WRITTEN TASK: Output every line below exactly.

******************************

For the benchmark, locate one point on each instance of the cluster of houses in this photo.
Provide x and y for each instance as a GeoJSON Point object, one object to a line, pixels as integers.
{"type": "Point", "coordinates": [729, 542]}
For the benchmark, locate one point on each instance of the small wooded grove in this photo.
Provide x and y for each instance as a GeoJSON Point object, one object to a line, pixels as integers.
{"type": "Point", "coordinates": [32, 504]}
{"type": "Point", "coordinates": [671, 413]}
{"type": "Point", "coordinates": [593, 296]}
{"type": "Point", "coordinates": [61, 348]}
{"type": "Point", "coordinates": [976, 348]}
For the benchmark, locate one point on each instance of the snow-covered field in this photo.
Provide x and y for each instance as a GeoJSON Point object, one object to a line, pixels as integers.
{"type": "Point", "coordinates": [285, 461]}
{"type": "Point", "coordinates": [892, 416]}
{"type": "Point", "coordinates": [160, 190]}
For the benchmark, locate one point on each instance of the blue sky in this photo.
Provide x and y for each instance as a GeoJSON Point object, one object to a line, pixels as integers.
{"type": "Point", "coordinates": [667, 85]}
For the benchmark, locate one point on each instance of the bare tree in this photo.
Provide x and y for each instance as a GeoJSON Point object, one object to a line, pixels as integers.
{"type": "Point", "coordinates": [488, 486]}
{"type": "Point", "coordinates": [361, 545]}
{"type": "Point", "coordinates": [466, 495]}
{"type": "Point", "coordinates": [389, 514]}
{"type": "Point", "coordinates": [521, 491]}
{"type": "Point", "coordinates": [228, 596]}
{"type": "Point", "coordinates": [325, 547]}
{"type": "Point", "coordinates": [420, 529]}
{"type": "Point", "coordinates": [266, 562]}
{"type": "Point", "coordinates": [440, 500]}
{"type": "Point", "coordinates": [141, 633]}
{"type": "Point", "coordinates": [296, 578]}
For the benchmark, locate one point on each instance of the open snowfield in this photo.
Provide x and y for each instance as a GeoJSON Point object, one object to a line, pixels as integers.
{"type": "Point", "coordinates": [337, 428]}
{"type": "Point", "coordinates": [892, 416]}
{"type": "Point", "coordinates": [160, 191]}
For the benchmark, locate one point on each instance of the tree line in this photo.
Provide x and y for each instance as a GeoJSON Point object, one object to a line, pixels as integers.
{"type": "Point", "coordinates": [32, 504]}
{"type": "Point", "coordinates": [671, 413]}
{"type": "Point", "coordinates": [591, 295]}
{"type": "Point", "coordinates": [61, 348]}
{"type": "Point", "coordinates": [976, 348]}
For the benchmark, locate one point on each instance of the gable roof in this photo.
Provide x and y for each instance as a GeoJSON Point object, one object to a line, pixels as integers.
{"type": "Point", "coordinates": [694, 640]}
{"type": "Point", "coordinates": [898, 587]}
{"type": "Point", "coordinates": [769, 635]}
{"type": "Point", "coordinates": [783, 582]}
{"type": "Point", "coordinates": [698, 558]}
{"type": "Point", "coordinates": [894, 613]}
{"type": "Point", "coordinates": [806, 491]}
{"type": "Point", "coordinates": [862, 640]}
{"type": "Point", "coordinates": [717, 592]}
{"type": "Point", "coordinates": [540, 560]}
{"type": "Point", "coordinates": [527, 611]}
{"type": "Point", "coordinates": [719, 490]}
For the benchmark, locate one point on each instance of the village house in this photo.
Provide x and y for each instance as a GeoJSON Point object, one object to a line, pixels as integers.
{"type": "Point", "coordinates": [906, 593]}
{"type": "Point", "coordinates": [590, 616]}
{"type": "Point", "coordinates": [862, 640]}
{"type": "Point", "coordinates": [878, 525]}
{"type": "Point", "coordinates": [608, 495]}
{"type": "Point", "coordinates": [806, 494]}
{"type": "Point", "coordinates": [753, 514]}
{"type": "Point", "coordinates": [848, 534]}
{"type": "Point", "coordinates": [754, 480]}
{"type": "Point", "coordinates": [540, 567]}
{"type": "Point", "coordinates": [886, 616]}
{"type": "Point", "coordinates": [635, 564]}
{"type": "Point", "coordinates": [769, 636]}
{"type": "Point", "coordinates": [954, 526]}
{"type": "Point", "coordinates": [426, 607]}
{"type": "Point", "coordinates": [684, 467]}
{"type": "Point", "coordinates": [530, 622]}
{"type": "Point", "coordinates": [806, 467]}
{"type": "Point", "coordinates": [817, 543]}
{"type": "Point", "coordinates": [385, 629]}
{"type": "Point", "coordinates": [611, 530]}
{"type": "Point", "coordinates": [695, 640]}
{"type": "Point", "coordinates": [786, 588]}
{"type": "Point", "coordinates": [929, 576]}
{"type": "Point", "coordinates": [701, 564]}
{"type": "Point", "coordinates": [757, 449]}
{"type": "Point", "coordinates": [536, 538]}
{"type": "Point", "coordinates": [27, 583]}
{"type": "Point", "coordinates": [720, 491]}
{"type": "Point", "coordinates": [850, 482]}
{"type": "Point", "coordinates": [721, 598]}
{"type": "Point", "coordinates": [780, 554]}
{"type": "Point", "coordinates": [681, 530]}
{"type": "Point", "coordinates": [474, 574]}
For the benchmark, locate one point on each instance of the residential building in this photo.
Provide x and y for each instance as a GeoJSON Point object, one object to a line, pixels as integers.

******************************

IN RESPONSE:
For the benchmark, locate one point on each instance of the cluster of houses in this photo.
Provide x and y for each instance as a GeoJSON Point object, one object to a line, pixels as integers.
{"type": "Point", "coordinates": [729, 542]}
For the benchmark, locate one point on each instance of the small wooded grove in this photo.
Provide x and y for each instance as a GeoJSON Point object, one object to a line, pixels as integers.
{"type": "Point", "coordinates": [32, 504]}
{"type": "Point", "coordinates": [671, 413]}
{"type": "Point", "coordinates": [593, 296]}
{"type": "Point", "coordinates": [61, 348]}
{"type": "Point", "coordinates": [976, 348]}
For the benchmark, locate one point on each instance of the snow-covered field in this photo.
Provide x and y for each instance as a GeoJSON Point object, one object to a line, pixels as integers.
{"type": "Point", "coordinates": [285, 461]}
{"type": "Point", "coordinates": [892, 416]}
{"type": "Point", "coordinates": [160, 190]}
For the benchmark, locate one point on each instance of the blue sky in this photo.
Provide x and y for each instance as a GeoJSON Point object, one object to a line, pixels as integers.
{"type": "Point", "coordinates": [667, 85]}
For the benchmark, locate one point on each instance of the bare tree in this photo.
Provide x and y for each instance as a GeoJSON Point object, one object to a line, pixels as integers.
{"type": "Point", "coordinates": [488, 486]}
{"type": "Point", "coordinates": [361, 545]}
{"type": "Point", "coordinates": [466, 495]}
{"type": "Point", "coordinates": [389, 514]}
{"type": "Point", "coordinates": [521, 491]}
{"type": "Point", "coordinates": [228, 596]}
{"type": "Point", "coordinates": [325, 547]}
{"type": "Point", "coordinates": [420, 529]}
{"type": "Point", "coordinates": [266, 562]}
{"type": "Point", "coordinates": [440, 500]}
{"type": "Point", "coordinates": [141, 633]}
{"type": "Point", "coordinates": [296, 578]}
For the benchmark, locate one point on each instance of the open snowfield in this photo.
Provide x and y for each instance as a GeoJSON Point object, one object to a line, pixels as integers.
{"type": "Point", "coordinates": [337, 428]}
{"type": "Point", "coordinates": [892, 416]}
{"type": "Point", "coordinates": [160, 191]}
For the benchmark, locate one point on each instance of the tree line in this photo.
Provide x and y for each instance as a GeoJSON Point object, one object to a line, pixels as integers.
{"type": "Point", "coordinates": [32, 504]}
{"type": "Point", "coordinates": [671, 413]}
{"type": "Point", "coordinates": [591, 295]}
{"type": "Point", "coordinates": [61, 348]}
{"type": "Point", "coordinates": [976, 348]}
For the benchmark, locate one point on each instance of the gable roof in this photo.
Provide x and y for each instance as a GeoJSON Point object, one object to a line, pixels as integers.
{"type": "Point", "coordinates": [694, 640]}
{"type": "Point", "coordinates": [898, 587]}
{"type": "Point", "coordinates": [769, 635]}
{"type": "Point", "coordinates": [783, 582]}
{"type": "Point", "coordinates": [698, 558]}
{"type": "Point", "coordinates": [894, 613]}
{"type": "Point", "coordinates": [806, 491]}
{"type": "Point", "coordinates": [862, 640]}
{"type": "Point", "coordinates": [717, 592]}
{"type": "Point", "coordinates": [540, 560]}
{"type": "Point", "coordinates": [527, 611]}
{"type": "Point", "coordinates": [719, 490]}
For the benchmark, locate one point on each instance of the village house in this photo.
Provide x and y for each instance as a GeoJSON Point object, one object to a line, pixels as integers.
{"type": "Point", "coordinates": [906, 593]}
{"type": "Point", "coordinates": [590, 616]}
{"type": "Point", "coordinates": [862, 640]}
{"type": "Point", "coordinates": [878, 525]}
{"type": "Point", "coordinates": [608, 495]}
{"type": "Point", "coordinates": [806, 494]}
{"type": "Point", "coordinates": [753, 514]}
{"type": "Point", "coordinates": [848, 534]}
{"type": "Point", "coordinates": [754, 480]}
{"type": "Point", "coordinates": [540, 567]}
{"type": "Point", "coordinates": [886, 616]}
{"type": "Point", "coordinates": [635, 564]}
{"type": "Point", "coordinates": [769, 636]}
{"type": "Point", "coordinates": [954, 526]}
{"type": "Point", "coordinates": [426, 607]}
{"type": "Point", "coordinates": [684, 467]}
{"type": "Point", "coordinates": [530, 622]}
{"type": "Point", "coordinates": [806, 467]}
{"type": "Point", "coordinates": [817, 543]}
{"type": "Point", "coordinates": [385, 629]}
{"type": "Point", "coordinates": [611, 530]}
{"type": "Point", "coordinates": [695, 640]}
{"type": "Point", "coordinates": [786, 588]}
{"type": "Point", "coordinates": [929, 576]}
{"type": "Point", "coordinates": [701, 564]}
{"type": "Point", "coordinates": [757, 449]}
{"type": "Point", "coordinates": [536, 538]}
{"type": "Point", "coordinates": [27, 583]}
{"type": "Point", "coordinates": [720, 491]}
{"type": "Point", "coordinates": [850, 482]}
{"type": "Point", "coordinates": [721, 598]}
{"type": "Point", "coordinates": [780, 554]}
{"type": "Point", "coordinates": [681, 530]}
{"type": "Point", "coordinates": [474, 574]}
For the benchmark, locate one point on each instance of the residential building in this photo.
Provide x and y for each instance as a GeoJSON Point object, one object to a line, pixels as integers.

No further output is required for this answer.